Data in this exercise -
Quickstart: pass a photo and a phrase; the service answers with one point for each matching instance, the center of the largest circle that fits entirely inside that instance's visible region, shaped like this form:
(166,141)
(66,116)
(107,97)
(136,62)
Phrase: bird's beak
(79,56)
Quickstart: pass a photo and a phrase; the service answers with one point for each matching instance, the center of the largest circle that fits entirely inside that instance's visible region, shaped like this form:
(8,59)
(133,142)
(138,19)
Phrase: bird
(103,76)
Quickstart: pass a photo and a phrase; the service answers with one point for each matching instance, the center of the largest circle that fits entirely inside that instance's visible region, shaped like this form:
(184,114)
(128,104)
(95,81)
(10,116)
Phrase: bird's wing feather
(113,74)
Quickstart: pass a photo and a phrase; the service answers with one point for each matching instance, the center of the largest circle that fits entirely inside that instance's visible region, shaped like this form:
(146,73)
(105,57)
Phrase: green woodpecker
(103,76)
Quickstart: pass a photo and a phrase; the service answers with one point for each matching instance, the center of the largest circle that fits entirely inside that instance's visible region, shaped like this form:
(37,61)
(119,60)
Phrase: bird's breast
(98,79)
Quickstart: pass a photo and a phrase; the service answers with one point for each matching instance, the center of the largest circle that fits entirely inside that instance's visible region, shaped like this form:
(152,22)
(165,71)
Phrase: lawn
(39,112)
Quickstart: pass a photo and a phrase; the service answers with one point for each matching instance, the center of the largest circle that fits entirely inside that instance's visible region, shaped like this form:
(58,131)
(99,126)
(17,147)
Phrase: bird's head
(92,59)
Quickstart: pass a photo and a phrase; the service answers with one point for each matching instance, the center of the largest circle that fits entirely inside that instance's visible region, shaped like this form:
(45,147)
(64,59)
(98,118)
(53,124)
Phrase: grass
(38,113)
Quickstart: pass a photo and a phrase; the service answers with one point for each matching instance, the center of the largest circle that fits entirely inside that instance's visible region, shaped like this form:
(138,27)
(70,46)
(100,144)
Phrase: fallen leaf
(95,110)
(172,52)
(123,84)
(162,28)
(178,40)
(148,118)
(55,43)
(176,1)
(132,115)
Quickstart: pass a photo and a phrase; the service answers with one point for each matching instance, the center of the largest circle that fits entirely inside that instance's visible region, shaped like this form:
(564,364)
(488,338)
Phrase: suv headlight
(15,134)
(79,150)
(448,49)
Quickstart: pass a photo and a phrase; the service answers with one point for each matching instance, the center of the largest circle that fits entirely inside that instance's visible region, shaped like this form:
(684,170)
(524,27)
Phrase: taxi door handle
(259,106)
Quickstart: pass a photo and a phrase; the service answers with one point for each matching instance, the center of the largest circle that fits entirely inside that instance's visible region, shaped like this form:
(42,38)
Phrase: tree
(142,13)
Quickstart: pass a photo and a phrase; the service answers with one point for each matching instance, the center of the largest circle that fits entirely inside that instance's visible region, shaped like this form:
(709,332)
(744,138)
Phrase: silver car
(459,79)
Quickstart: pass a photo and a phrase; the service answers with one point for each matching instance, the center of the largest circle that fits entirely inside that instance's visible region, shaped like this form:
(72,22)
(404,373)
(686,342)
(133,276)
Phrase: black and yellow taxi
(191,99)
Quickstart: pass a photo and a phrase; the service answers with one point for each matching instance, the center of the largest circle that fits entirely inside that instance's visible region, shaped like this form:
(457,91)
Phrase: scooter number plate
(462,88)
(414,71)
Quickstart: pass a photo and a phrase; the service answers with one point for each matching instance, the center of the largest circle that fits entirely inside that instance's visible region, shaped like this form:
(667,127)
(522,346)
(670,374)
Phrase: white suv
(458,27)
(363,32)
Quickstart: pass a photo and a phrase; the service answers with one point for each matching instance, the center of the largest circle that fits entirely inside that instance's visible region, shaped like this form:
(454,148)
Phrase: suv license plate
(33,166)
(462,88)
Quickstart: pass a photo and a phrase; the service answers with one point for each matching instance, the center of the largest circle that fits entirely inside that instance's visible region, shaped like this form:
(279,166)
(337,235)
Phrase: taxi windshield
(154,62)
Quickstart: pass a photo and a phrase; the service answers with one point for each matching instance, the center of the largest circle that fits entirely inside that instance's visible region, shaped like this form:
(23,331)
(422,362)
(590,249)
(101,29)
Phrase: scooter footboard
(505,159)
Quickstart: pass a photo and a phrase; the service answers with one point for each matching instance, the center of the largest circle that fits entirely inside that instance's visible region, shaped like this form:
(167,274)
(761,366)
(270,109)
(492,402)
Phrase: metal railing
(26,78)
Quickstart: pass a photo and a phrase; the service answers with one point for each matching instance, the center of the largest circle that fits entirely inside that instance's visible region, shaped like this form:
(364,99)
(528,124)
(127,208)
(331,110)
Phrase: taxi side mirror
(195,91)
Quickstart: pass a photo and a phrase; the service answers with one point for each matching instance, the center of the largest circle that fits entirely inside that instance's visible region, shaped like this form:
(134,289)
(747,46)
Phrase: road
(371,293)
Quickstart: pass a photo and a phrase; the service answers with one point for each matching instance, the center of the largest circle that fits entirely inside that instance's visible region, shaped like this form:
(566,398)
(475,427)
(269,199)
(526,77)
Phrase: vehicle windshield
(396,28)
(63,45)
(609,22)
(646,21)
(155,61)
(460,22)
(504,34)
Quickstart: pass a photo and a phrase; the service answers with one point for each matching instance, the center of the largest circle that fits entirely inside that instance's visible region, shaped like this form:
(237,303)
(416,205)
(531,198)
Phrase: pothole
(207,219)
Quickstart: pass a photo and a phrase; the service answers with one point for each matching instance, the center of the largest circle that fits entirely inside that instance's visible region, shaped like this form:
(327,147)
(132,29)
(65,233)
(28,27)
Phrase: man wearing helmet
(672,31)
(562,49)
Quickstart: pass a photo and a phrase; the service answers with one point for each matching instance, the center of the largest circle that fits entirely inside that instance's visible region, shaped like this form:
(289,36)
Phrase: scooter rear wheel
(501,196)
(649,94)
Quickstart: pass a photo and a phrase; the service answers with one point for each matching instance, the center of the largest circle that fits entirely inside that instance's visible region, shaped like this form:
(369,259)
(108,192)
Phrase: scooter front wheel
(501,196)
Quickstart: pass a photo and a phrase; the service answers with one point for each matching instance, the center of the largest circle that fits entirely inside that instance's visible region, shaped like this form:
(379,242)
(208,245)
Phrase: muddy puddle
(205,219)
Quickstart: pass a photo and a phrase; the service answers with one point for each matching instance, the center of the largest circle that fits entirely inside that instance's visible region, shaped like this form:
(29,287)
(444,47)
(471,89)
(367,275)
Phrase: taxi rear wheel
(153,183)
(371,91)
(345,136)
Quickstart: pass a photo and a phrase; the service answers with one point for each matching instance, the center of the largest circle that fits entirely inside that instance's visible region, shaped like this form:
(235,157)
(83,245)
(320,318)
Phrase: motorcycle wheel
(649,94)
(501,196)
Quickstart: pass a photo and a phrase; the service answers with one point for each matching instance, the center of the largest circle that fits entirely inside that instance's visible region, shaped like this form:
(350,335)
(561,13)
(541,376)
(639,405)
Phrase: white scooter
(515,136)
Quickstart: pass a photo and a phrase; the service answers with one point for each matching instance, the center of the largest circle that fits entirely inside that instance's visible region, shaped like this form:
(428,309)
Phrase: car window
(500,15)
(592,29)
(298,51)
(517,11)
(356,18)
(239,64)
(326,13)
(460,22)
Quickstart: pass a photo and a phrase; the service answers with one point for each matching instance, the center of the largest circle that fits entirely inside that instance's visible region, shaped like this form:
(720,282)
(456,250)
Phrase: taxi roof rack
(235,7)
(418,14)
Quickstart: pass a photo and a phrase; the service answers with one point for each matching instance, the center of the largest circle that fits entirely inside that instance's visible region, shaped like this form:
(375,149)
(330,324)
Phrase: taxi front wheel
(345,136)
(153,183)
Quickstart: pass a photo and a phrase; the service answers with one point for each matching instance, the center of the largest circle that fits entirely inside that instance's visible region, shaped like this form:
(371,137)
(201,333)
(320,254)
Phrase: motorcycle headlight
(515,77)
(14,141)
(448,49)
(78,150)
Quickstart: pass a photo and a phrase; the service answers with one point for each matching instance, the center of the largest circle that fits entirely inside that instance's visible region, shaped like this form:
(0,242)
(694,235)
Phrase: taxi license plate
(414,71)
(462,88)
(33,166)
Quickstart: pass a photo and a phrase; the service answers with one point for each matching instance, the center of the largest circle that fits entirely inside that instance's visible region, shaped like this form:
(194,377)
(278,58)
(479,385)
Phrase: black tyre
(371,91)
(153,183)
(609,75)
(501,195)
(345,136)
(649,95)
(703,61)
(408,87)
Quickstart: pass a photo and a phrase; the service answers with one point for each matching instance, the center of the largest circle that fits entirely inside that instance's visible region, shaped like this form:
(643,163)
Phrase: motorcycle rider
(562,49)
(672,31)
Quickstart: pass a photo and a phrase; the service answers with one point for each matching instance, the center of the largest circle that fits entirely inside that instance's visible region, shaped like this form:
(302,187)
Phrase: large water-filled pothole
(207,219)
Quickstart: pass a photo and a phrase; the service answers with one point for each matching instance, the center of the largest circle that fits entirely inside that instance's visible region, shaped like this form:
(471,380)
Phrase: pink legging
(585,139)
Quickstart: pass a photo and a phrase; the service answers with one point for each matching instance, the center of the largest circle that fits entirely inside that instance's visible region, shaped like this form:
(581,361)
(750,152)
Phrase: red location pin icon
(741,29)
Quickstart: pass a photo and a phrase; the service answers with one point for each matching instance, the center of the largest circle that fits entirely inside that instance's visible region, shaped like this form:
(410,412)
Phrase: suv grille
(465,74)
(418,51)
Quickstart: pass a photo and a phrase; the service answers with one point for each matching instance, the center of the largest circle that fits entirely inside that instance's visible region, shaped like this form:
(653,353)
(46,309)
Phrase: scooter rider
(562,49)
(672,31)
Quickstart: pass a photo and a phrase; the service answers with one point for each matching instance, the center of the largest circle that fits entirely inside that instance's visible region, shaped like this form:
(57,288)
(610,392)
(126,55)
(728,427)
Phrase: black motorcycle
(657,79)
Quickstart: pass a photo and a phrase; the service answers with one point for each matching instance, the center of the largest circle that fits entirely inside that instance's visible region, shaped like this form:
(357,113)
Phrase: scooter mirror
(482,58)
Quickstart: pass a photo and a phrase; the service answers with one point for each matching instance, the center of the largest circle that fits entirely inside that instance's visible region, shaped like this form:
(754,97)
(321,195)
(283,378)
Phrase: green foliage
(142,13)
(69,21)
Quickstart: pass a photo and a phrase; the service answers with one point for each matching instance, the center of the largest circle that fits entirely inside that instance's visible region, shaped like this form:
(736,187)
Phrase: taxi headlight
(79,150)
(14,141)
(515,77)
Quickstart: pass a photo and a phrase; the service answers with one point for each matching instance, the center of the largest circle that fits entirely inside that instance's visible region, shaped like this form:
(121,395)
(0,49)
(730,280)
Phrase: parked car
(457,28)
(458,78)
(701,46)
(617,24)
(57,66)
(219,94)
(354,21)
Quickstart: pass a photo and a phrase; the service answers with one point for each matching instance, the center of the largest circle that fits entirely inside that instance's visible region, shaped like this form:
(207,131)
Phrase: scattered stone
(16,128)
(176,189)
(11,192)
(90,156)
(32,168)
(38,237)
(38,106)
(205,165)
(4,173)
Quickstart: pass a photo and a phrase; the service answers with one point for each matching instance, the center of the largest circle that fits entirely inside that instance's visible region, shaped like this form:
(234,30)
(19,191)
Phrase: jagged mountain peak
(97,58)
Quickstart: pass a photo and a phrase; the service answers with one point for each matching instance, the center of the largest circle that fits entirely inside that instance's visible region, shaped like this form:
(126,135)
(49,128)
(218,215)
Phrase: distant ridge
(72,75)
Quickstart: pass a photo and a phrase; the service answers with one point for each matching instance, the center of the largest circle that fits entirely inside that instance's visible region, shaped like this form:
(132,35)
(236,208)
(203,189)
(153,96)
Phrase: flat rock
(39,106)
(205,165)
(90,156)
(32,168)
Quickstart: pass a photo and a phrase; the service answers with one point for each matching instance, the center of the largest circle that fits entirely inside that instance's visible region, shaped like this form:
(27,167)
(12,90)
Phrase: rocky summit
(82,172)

Requirements -
Gather every line of the listing above that contains the string "green" and copy each one in full. Case counts when matching.

The result -
Phrase: green woodpecker
Phrase: green foliage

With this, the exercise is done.